• SHORT TASK:
Reproduce each of the following lines verbatim, leaving every character unchanged.

• GIVEN INFORMATION:
═══

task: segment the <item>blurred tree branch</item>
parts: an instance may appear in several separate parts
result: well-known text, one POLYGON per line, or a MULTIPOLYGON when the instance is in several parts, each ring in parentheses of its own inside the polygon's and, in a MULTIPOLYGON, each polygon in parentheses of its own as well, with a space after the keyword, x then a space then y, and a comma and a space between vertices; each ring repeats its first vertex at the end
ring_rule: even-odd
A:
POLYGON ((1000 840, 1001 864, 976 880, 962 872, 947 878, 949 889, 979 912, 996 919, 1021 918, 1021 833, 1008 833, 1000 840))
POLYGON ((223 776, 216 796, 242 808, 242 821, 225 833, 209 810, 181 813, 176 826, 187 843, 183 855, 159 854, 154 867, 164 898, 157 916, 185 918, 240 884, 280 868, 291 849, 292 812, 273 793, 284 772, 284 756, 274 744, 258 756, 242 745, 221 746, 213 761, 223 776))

═══

• FINAL RESULT:
task: segment the <item>blurred tree branch</item>
parts: an instance may appear in several separate parts
result: well-known text, one POLYGON per line, or a MULTIPOLYGON when the instance is in several parts, each ring in parentheses of its own inside the polygon's and, in a MULTIPOLYGON, each polygon in parentheses of its own as well, with a space after the keyword, x then a space then y, and a comma and a space between vertices; each ring repeats its first vertex at the end
ring_rule: even-odd
A:
POLYGON ((1000 840, 1001 864, 976 880, 962 872, 947 878, 949 889, 979 912, 996 919, 1021 918, 1021 833, 1008 833, 1000 840))
POLYGON ((223 776, 216 796, 242 808, 242 821, 225 833, 209 810, 181 813, 176 826, 187 843, 183 855, 159 854, 154 867, 164 898, 157 916, 185 918, 240 884, 280 868, 291 849, 292 812, 273 793, 284 772, 284 756, 274 744, 258 756, 242 745, 221 746, 213 761, 223 776))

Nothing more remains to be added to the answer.